> [PROBLEM DETAILS]
Without skipping any entry, transcribe the data word for word.

Referring expression grounding data:

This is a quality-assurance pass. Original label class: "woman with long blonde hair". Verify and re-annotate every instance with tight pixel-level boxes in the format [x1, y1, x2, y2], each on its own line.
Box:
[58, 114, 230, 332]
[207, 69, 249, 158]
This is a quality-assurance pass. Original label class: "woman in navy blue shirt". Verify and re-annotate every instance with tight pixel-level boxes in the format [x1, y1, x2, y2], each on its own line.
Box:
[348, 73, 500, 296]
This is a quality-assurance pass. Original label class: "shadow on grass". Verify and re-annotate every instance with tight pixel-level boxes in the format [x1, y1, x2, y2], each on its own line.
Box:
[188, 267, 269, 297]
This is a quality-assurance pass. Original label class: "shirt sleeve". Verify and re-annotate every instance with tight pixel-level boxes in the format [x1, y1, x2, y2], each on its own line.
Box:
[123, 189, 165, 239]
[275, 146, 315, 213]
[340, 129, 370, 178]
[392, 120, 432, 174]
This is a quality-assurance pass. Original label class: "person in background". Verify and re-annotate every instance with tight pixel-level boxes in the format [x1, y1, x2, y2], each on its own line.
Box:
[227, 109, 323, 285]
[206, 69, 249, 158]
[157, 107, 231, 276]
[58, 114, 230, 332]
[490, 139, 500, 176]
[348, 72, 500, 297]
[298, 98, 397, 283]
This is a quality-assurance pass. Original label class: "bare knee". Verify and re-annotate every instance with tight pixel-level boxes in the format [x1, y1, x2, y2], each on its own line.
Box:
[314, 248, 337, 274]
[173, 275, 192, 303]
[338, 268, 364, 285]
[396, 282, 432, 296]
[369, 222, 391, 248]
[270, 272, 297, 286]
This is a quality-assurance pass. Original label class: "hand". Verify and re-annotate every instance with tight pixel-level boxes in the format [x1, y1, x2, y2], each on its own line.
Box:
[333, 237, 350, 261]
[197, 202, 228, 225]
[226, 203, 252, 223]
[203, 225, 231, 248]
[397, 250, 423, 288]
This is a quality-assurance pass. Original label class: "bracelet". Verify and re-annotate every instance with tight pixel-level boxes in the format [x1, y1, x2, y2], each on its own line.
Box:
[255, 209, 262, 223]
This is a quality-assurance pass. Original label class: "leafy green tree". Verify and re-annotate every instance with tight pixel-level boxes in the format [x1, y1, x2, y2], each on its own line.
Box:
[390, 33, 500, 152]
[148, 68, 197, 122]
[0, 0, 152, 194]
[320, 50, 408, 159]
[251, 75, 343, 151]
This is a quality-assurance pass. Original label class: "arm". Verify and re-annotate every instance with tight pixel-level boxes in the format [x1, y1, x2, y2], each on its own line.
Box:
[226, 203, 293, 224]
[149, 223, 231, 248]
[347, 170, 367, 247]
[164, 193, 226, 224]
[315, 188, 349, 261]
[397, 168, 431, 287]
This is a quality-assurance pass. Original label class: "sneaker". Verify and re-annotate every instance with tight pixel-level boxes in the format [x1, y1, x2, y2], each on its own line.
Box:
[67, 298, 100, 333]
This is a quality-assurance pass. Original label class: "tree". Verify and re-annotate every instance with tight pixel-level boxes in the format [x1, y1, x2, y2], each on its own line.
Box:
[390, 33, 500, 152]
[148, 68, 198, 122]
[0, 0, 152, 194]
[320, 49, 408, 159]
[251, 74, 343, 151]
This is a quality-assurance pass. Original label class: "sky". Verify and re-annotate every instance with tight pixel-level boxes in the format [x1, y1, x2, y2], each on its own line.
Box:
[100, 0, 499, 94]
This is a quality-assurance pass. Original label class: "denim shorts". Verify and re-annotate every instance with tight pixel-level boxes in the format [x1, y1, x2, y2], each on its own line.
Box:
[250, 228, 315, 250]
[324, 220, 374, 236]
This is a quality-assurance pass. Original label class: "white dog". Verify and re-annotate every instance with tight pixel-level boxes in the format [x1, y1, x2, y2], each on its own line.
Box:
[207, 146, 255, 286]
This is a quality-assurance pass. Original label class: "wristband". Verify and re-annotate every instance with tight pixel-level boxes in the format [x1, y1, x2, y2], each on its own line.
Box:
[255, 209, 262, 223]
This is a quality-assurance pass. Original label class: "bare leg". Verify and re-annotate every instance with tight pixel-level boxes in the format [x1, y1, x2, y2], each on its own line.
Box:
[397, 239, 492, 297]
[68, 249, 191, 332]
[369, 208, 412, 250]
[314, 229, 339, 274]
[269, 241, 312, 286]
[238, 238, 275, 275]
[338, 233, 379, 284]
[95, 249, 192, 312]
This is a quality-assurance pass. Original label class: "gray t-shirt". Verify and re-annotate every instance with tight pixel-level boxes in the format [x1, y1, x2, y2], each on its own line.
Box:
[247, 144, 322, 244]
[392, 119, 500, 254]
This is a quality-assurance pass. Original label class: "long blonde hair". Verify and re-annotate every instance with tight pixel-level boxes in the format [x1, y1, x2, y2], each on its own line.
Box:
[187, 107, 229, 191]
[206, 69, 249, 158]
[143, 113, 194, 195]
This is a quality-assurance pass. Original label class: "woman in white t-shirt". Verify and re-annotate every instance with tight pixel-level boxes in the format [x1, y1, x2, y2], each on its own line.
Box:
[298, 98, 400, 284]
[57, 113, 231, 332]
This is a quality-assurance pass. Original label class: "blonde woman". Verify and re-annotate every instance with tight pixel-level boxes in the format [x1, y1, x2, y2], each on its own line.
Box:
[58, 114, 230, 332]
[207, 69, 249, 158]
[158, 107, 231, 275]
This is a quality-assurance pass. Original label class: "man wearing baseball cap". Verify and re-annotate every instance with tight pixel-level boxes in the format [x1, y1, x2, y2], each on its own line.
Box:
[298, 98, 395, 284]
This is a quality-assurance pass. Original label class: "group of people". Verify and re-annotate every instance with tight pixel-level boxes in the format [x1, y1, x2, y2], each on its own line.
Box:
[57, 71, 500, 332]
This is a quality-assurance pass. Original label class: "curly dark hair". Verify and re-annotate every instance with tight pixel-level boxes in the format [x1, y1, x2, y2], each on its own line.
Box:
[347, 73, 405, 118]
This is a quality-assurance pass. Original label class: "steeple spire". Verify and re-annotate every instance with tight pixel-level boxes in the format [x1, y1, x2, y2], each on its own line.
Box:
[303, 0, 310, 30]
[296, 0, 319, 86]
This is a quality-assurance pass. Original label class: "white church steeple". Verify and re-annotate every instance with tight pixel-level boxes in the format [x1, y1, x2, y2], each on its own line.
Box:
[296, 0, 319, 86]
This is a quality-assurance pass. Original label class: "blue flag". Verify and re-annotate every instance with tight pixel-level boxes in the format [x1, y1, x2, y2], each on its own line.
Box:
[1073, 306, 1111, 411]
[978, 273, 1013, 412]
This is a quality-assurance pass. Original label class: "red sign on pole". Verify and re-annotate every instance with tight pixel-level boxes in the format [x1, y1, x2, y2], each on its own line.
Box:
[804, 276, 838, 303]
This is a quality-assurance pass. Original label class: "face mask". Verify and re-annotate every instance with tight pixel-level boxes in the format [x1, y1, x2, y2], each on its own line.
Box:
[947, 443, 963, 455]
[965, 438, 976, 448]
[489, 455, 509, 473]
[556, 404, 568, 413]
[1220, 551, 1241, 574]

> [RESULT]
This is a quality-assurance pass. Original label class: "woman with long blonde hair". Verify and re-annotate every instance with tight pixel-level boxes in the format [x1, y1, x2, y2], each on its own line.
Box:
[58, 114, 230, 332]
[207, 69, 249, 158]
This is a quality-assurance pass. Original label class: "woman in navy blue shirt". Verify and re-annotate every instance with tight pixel-level boxes in the format [x1, y1, x2, y2], each on its own line.
Box:
[348, 73, 500, 296]
This is a quality-assurance pass. Original label class: "shadow on grass". Verify and re-annotate every instance with tight pixel-level boxes in the format [x1, y1, x2, y2], each on its own line.
Box:
[188, 267, 269, 297]
This is a quality-assurance pass. Original label class: "shirt sleeve". Verify and re-annotate every instance with tight pixel-level boxes in the format [x1, y1, x2, y2], each on its own line.
Box:
[123, 189, 165, 239]
[275, 146, 315, 213]
[340, 129, 370, 178]
[392, 120, 432, 174]
This is a quality-assurance pass. Original label class: "person in background". Verify and re-annotate every instance with tight pixel-level boxes in the format [x1, y1, x2, y2], each on its own line.
Box:
[227, 109, 323, 285]
[206, 69, 249, 158]
[157, 107, 231, 276]
[58, 114, 230, 332]
[490, 139, 500, 176]
[348, 72, 500, 297]
[298, 98, 397, 283]
This is a quality-assurance pass. Original label class: "bare knee". Verify and re-annotate every instance with tight pixel-level boxes in the format [x1, y1, x2, y2], each on its own line.
Box:
[314, 248, 337, 274]
[173, 275, 192, 303]
[338, 268, 364, 285]
[396, 282, 432, 296]
[369, 222, 391, 248]
[270, 272, 297, 286]
This is a quality-assurance pass. Original label class: "hand". Verify and re-annotate every instance with tight pixel-level boxes in the format [x1, y1, x2, y2], each on its own line.
Box:
[333, 237, 350, 261]
[197, 202, 228, 225]
[226, 203, 252, 223]
[203, 225, 231, 248]
[397, 250, 423, 288]
This is a quality-assurance pass. Original label class: "bracelet". Verify and re-annotate every instance with tight pixel-level boxes in the format [x1, y1, x2, y2], each on its own line.
Box:
[255, 209, 262, 223]
This is a quality-assurance pass. Original label class: "leafy green tree". Verify and re-annotate every instance with tight pixel-level boxes in the format [x1, y1, x2, y2], each on its own line.
Box:
[390, 33, 500, 152]
[148, 68, 197, 122]
[0, 0, 152, 194]
[320, 50, 408, 159]
[251, 75, 343, 151]
This is a quality-assurance pass. Original label class: "arm". Verify and re-annotate every instance with tight pixel-level boxes in the format [x1, y1, x2, y2], each on its own line.
Box:
[226, 203, 293, 224]
[149, 223, 231, 248]
[347, 170, 367, 247]
[164, 193, 226, 224]
[315, 188, 349, 261]
[397, 168, 431, 287]
This is a quality-assurance pass. Original label class: "sneaker". Verify and re-annotate every instance with tight pixel-level boxes in the format [x1, y1, x2, y2], each on its own line.
Box:
[67, 298, 100, 333]
This is a quality-assurance pass. Original label class: "tree". Verify and re-annotate every instance with tight pixel-level boxes in the format [x1, y1, x2, y2], each on its own line.
Box:
[390, 33, 500, 152]
[148, 68, 198, 122]
[0, 0, 152, 194]
[320, 49, 408, 159]
[251, 74, 343, 151]
This is a quality-assurance pass. Original label class: "sky". Verify and re-annotate every instance with tight pixel-level boxes in the format [x1, y1, x2, y2], each on its own line.
Box:
[100, 0, 499, 94]
This is a quality-assurance pass. Original label class: "denim shorts". Verify and re-annotate every instance with tight pixel-level boxes in the format [x1, y1, x2, y2], each on its own line.
Box:
[250, 228, 315, 250]
[324, 220, 374, 236]
This is a quality-assurance pass. Original label class: "white dog". Verify and re-annotate every instance with tight pixel-level boxes in the format [x1, y1, x2, y2], each on its own line.
Box:
[207, 146, 255, 286]
This is a quality-assurance pass. Original label class: "wristband". Verify and re-annotate every instance with tight pixel-level boxes in the format [x1, y1, x2, y2], each on its own line.
Box:
[255, 209, 262, 223]
This is a quality-assurance pass. Original label class: "bare leg". Verify and re-annotate every instance with tight pixel-level boxes in the format [x1, y1, x2, y2], each on its own line.
Box:
[397, 239, 492, 297]
[68, 249, 191, 332]
[369, 208, 412, 250]
[314, 229, 339, 274]
[269, 241, 312, 286]
[238, 238, 275, 275]
[338, 233, 379, 284]
[95, 249, 192, 312]
This is a quality-assurance pass. Original label class: "gray t-shirt". Verify and re-annotate every instance with tight pixel-level boxes in the format [x1, y1, x2, y2], each on its own line.
Box:
[247, 144, 322, 244]
[392, 119, 500, 254]
This is a quality-assurance pass. Original label class: "long blonde hair". Verify and re-annotate every instance with tight pixel-level boxes in the format [x1, y1, x2, y2], each on its own line.
Box:
[187, 107, 229, 191]
[206, 69, 249, 158]
[143, 113, 194, 195]
This is a quality-assurance pass. Original label class: "woman in white t-shirt". Verify and re-annotate every instance with tight pixel-level boxes in the format [x1, y1, x2, y2], each on its own line.
Box:
[298, 98, 400, 284]
[57, 113, 231, 332]
This is a quality-assurance pass. Original label class: "blonde woman". Verify and re-annotate every instance with tight pixel-level boxes in the format [x1, y1, x2, y2], each on its own line.
Box:
[58, 114, 230, 332]
[207, 69, 249, 158]
[158, 107, 231, 275]
This is a quality-assurance pass. Original label class: "man wearing baseball cap". Verify and re-annotate every instance with tight pixel-level boxes in the format [x1, y1, x2, y2], each on its own line.
Box:
[298, 98, 395, 284]
This is a quality-assurance pass. Original label class: "group of people". Verify and re-annotate every instance with tight pixel-level boxes in the format [x1, y1, x2, y2], each on its own line.
Box:
[57, 71, 500, 332]
This is a quality-assurance pass. Original label class: "curly dark hair". Verify and re-annotate every instance with tight pixel-level boxes in the format [x1, y1, x2, y2], each on its own line.
Box:
[347, 73, 405, 118]
This is a quality-assurance pass. Original label class: "steeple spire". Verify and re-annotate every instance with tight pixel-level boxes in the format [x1, y1, x2, y2], each on its own line.
Box:
[303, 0, 310, 30]
[296, 0, 319, 86]
This is a quality-assurance pass. Original label class: "white church steeple". Verify and re-annotate every instance with tight pixel-level boxes in the format [x1, y1, x2, y2], each on its own line.
Box:
[296, 0, 319, 86]
This is a quality-assurance pass. Original label class: "blue flag". Verify and re-annotate every instance with tight pixel-level boxes in the format [x1, y1, x2, y2], each on its own line.
Box:
[1073, 306, 1111, 411]
[978, 273, 1013, 412]
This is a quality-assurance pass. Original label class: "red sign on pole". Verify and re-annotate every instance with tight pixel-level boxes in the format [x1, y1, x2, y2], each on its own line.
Box:
[804, 276, 838, 303]
This is a quality-assurance pass. Original label class: "face mask". Verify and re-annotate every instance with tight pixel-level boxes in the format [x1, y1, x2, y2], each on its own line.
Box:
[947, 443, 963, 455]
[965, 438, 976, 448]
[489, 455, 509, 473]
[556, 404, 568, 413]
[1220, 551, 1241, 574]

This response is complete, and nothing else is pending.